======== SOURCE RECORDS

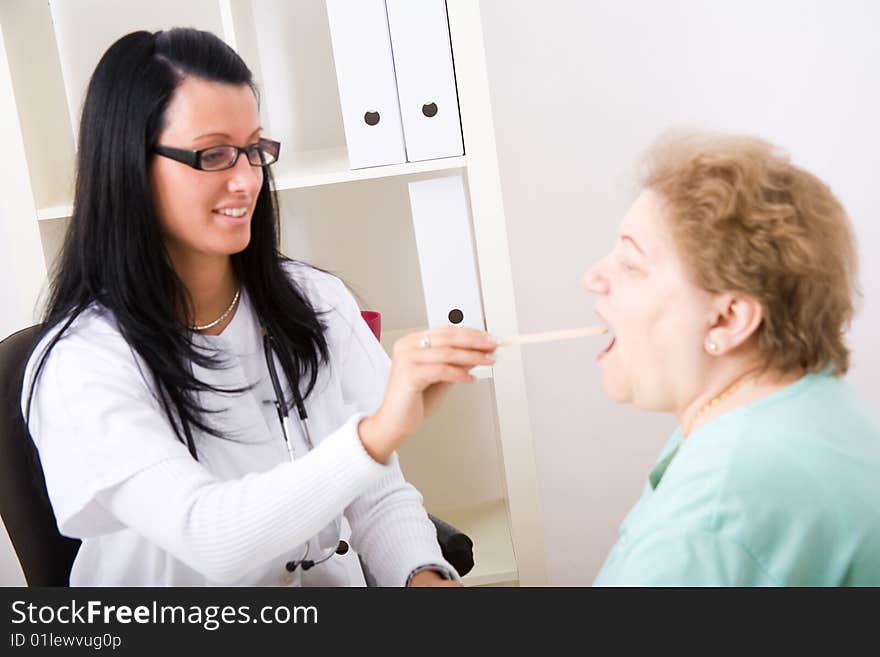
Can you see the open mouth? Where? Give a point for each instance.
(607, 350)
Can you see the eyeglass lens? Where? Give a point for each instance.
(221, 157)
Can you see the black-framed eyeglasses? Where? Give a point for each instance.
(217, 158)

================

◆ **WHAT YOU NEED TO DO**
Write out every line of the records again without the pictures, shifting each coordinate in the answers by -35.

◆ **WRITTEN SOLUTION**
Can you see the open mouth? Where? Give a point for each instance.
(572, 315)
Can you see the eyeglass lens? Where? Give a point for each instance.
(186, 122)
Can you see the black-framed eyeglasses? Where? Give a point for each instance.
(182, 123)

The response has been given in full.